Task objective: Can you copy out every line of the data below, multiplying each bounding box coordinate by 2.3 and rounding to the nearest whole number (halves round up) while leaving all other lines unchanged?

─── Material

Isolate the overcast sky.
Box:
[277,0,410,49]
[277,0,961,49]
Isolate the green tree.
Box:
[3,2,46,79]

──────

The response:
Isolate the overcast sky.
Box:
[637,0,943,113]
[637,0,2210,113]
Isolate the green tree.
Box:
[7,5,106,182]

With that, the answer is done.